_Bagian Latihan_:
a. Jawablah pertanyaan berikut berdasarkan teks tentang kasus pembunuhan di Indonesia.
(i) Berapa jumlah korban pembunuhan sejak 2019 hingga 2022?
(ii) Di kota mana terjadi penembakan siswa SMK?
(iii) Berapa persen kasus penembakan oleh oknum aparat kepolisian yang tidak jelas kelanjutannya?
b. Cetak tanpa perubahan bagian teks tentang kasus pembunuhan di Indonesia yang diawali dengan kata-kata "Indonesia menghadapi krisis" dan diakhiri dengan "masalah hubungan asmara.".

_Teks Halaman_:
· · · ·

Indonesia menghadapi krisis keamanan jiwa yang semakin serius. Menurut data POLRI, lebih dari 3.000 orang tewas dibunuh dalam kurun waktu empat tahun terakhir. Berdasarkan e-MP Robinopsnal Bareskrim Polri yang diakses pada Jumat, 13 Januari 2023, jumlah korban pembunuhan sejak 2019 hingga 2022 mencapai 3.335 orang. Sebagian besar korban adalah laki-laki. Motif pembunuhan beragam, mulai dari perampokan hingga masalah hubungan asmara.
Yang ironis, kasus pembunuhan warga juga melibatkan oknum aparat keamanan, yang seharusnya menjadi pelindung dan pengayom masyarakat. Dalam beberapa tahun terakhir terjadi peningkatan insiden penembakan atau pembunuhan oleh oknum aparat kepolisian terhadap warga sipil. Terakhir adalah kasus penembakan siswa SMK di Semarang. Yang paling baru adalah pembunuhan yang dilakukan oleh seorang oknum polisi terhadap ibu kandungnya di Bogor. Pelaku memukul korban dengan menggunakan tabung gas 3kg. Kasus ini menambah daftar panjang pembunuhan oleh oknum aparat keamanan. Setiap tahun, ada 600 kasus penembakan oleh oknum aparat kepolisian. Sayangnya, sekitar 80% dari kasus tersebut tidak jelas kelanjutannya. Data ini menunjukkan kegagalan Negara dalam menciptakan rasa aman bagi warganya. Data ini sekaligus menunjukkan betapa rusaknya nilai-nilai sosial sehingga membuat banyak persoalan diselesaikan melalui kekerasan, termasuk pembunuhan.

· · · ·

[Entri identifikasi posisi]
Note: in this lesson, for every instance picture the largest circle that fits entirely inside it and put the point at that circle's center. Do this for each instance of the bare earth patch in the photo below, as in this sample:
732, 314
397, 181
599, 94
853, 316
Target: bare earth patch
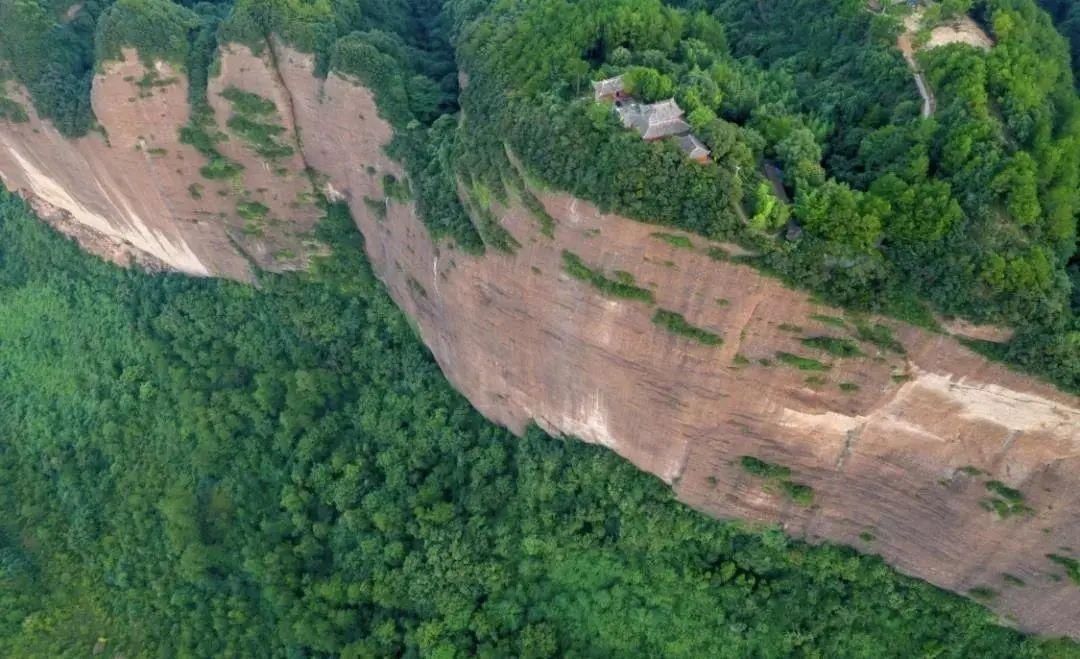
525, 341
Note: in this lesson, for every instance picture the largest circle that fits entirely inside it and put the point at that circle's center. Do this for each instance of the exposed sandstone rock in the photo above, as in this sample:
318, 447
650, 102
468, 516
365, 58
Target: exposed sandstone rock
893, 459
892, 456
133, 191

· · · ·

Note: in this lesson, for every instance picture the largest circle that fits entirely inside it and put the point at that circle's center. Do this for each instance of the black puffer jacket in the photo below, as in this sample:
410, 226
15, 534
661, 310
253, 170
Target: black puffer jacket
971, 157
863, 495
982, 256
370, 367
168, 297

· · · ·

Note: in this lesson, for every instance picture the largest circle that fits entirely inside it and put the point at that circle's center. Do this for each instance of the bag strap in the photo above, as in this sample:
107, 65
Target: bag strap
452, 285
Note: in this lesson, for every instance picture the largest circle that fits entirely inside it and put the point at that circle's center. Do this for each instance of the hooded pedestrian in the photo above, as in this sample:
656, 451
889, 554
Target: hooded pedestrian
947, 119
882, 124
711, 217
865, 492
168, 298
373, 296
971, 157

· · · ·

_Jawaban Setiap Tugas_:
a.
(i) 3.335 orang.
(ii) Semarang.
(iii) Sekitar 80%.

b.
Indonesia menghadapi krisis keamanan jiwa yang semakin serius. Menurut data POLRI, lebih dari 3.000 orang tewas dibunuh dalam kurun waktu empat tahun terakhir. Berdasarkan e-MP Robinopsnal Bareskrim Polri yang diakses pada Jumat, 13 Januari 2023, jumlah korban pembunuhan sejak 2019 hingga 2022 mencapai 3.335 orang. Sebagian besar korban adalah laki-laki. Motif pembunuhan beragam, mulai dari perampokan hingga masalah hubungan asmara.